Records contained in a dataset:

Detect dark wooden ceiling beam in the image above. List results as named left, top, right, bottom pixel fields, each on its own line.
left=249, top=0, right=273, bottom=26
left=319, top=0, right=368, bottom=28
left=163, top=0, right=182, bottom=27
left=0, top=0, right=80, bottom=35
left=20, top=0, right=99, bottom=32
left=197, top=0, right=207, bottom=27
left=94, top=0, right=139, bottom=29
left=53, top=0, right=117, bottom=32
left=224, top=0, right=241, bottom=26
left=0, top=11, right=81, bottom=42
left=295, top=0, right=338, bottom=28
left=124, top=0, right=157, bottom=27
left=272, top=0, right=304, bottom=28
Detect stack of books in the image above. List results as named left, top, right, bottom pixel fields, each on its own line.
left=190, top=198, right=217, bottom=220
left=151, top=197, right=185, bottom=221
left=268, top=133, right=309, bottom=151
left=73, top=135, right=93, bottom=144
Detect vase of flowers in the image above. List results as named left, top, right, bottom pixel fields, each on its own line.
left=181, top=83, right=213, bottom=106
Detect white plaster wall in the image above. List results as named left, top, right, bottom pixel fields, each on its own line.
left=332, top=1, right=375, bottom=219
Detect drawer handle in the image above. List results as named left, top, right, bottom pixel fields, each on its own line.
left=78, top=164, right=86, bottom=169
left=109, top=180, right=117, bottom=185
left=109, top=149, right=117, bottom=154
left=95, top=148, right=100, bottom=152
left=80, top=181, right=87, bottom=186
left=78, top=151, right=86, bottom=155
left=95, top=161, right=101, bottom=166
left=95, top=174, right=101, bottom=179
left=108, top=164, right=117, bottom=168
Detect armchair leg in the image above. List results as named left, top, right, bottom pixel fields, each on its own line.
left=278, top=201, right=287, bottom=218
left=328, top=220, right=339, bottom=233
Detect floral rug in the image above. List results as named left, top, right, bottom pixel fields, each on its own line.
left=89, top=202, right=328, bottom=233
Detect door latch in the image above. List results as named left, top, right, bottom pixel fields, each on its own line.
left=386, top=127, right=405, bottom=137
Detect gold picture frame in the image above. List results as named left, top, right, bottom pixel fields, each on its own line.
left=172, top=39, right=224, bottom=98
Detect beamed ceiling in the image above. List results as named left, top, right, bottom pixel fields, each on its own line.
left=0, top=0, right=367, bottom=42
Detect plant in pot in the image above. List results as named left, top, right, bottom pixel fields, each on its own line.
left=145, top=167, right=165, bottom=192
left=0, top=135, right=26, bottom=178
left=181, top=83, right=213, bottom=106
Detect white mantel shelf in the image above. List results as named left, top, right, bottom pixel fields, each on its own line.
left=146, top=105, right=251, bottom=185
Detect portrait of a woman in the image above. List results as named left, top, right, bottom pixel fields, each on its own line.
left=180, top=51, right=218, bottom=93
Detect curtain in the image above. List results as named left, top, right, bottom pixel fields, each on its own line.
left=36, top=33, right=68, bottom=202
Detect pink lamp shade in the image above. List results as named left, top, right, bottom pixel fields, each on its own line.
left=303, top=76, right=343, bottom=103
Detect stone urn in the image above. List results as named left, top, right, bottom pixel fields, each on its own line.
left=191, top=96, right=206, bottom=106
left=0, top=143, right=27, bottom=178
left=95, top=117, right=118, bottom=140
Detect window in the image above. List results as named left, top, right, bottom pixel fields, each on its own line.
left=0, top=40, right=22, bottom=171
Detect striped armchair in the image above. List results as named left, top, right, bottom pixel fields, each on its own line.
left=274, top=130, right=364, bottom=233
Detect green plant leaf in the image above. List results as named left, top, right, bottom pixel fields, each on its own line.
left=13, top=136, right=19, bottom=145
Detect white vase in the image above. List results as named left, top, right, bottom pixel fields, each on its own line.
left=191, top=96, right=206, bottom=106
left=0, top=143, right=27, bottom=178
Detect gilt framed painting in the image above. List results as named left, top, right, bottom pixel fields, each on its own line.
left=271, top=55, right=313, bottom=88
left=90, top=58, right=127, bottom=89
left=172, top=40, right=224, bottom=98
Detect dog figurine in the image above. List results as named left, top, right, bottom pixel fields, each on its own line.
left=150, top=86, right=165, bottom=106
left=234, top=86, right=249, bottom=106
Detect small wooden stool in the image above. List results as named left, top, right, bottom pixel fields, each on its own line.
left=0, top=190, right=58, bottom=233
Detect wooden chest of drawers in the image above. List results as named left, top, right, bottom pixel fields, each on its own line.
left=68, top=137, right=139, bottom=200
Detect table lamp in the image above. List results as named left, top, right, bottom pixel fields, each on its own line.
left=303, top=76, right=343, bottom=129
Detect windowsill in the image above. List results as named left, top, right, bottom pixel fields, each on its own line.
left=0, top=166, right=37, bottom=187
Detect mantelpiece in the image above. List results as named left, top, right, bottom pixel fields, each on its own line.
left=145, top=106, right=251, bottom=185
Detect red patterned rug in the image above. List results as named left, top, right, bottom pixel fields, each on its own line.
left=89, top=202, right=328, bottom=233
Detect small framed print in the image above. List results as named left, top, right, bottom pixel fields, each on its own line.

Task prompt
Repeat the lines above exactly.

Answer section
Detect dark wooden ceiling beam in the image above. List results as named left, top, right, bottom pixel fields, each on its own line.
left=249, top=0, right=273, bottom=26
left=319, top=0, right=368, bottom=28
left=163, top=0, right=182, bottom=27
left=0, top=0, right=80, bottom=35
left=20, top=0, right=99, bottom=32
left=197, top=0, right=207, bottom=27
left=94, top=0, right=139, bottom=29
left=53, top=0, right=117, bottom=32
left=224, top=0, right=241, bottom=26
left=0, top=11, right=81, bottom=42
left=295, top=0, right=338, bottom=28
left=124, top=0, right=157, bottom=27
left=272, top=0, right=304, bottom=28
Detect stack of books in the image above. List results as named left, top, right, bottom pixel fields, each on its own line.
left=190, top=198, right=217, bottom=220
left=151, top=197, right=185, bottom=221
left=268, top=133, right=309, bottom=151
left=73, top=135, right=93, bottom=144
Detect vase of flowers in the image above. List results as named left, top, right, bottom pixel fields, each on its own line.
left=181, top=83, right=213, bottom=106
Detect white plaster wall in the image above. List results as named left, top, right, bottom pixel fields, each on its own line.
left=332, top=1, right=375, bottom=219
Detect drawer handle in the image above. List results as named left, top, right, bottom pixel fields, each on its own line.
left=78, top=164, right=86, bottom=169
left=109, top=180, right=117, bottom=185
left=109, top=149, right=117, bottom=154
left=95, top=148, right=100, bottom=152
left=80, top=181, right=87, bottom=186
left=78, top=151, right=86, bottom=155
left=95, top=161, right=101, bottom=166
left=95, top=174, right=101, bottom=179
left=108, top=164, right=117, bottom=168
Detect armchair leg in the image above. List results as named left, top, right, bottom pixel fields, each on its own line.
left=278, top=201, right=287, bottom=218
left=328, top=220, right=339, bottom=233
Detect floral rug in the image above. List results as named left, top, right, bottom pixel fields, each on its own line.
left=89, top=202, right=328, bottom=233
Detect door latch in the image above. List results as named left, top, right, bottom pixel fields, each on its own line.
left=386, top=127, right=405, bottom=137
Detect gold picture frame in the image above. List results as named left, top, right, bottom pixel fields, each on its own line.
left=172, top=39, right=224, bottom=98
Detect beamed ceiling in the image above. List results as named left, top, right, bottom pixel fields, each on its own line.
left=0, top=0, right=367, bottom=42
Detect plant in pot in the image above. List results as named left, top, right, bottom pixel fields, each on its own line.
left=145, top=167, right=165, bottom=192
left=0, top=135, right=26, bottom=178
left=181, top=83, right=213, bottom=106
Detect white mantel shelf in the image above. List results as named left, top, right, bottom pixel fields, each on its own line.
left=146, top=105, right=251, bottom=185
Detect portrait of a woman in the image above. List results as named left, top, right, bottom pixel fields, each on its own line.
left=180, top=51, right=218, bottom=93
Detect curtain in the image above. List results as named left, top, right, bottom pixel fields, each on its own line.
left=36, top=33, right=68, bottom=202
Detect pink lamp shade in the image above. List results as named left, top, right, bottom pixel fields, each on its own line.
left=303, top=76, right=343, bottom=103
Detect stone urn in the image above. List results as named left, top, right, bottom pixel fields, each on its own line.
left=191, top=96, right=206, bottom=106
left=0, top=143, right=27, bottom=178
left=95, top=117, right=118, bottom=140
Detect window in the image above. List results as named left, top, right, bottom pixel fields, each on its own line.
left=0, top=40, right=22, bottom=171
Detect striped armchair in the image above. List results as named left, top, right, bottom pixel fields, each on its own line.
left=274, top=130, right=364, bottom=233
Detect green plant leaf in the image above. List results as named left, top, right, bottom pixel fields, each on its own line.
left=13, top=136, right=19, bottom=145
Detect white vase in the image above. List results as named left, top, right, bottom pixel fields, each on its own line.
left=191, top=96, right=206, bottom=106
left=0, top=143, right=27, bottom=178
Detect gilt framed painting in the image above. List results as named left, top, right, bottom pixel fields, each on its own line.
left=271, top=55, right=313, bottom=88
left=90, top=58, right=127, bottom=89
left=172, top=40, right=224, bottom=98
Detect dog figurine in the image above. List results as named left, top, right, bottom pixel fields, each on its own line.
left=150, top=86, right=165, bottom=106
left=234, top=86, right=249, bottom=106
Detect small wooden stool in the image above. List results as named left, top, right, bottom pixel fields, each on its own line.
left=0, top=190, right=58, bottom=233
Detect wooden chest of drawers in the image above. List results as named left, top, right, bottom pixel fields, each on its own line.
left=68, top=137, right=139, bottom=200
Detect table lamp in the image above. List results as named left, top, right, bottom pixel fields, each on its own line.
left=303, top=76, right=343, bottom=129
Detect windowsill in the image above. List results as named left, top, right, bottom pixel fields, each on its own line.
left=0, top=166, right=37, bottom=187
Detect mantelpiece in the image above. List results as named left, top, right, bottom pixel fields, each on its own line.
left=145, top=106, right=251, bottom=185
Detect red patterned rug in the image above. List results as named left, top, right, bottom pixel fields, each on its own line.
left=89, top=202, right=328, bottom=233
Detect small framed print in the image above. List results as named left, top, right, bottom pixel fields, each on its own line.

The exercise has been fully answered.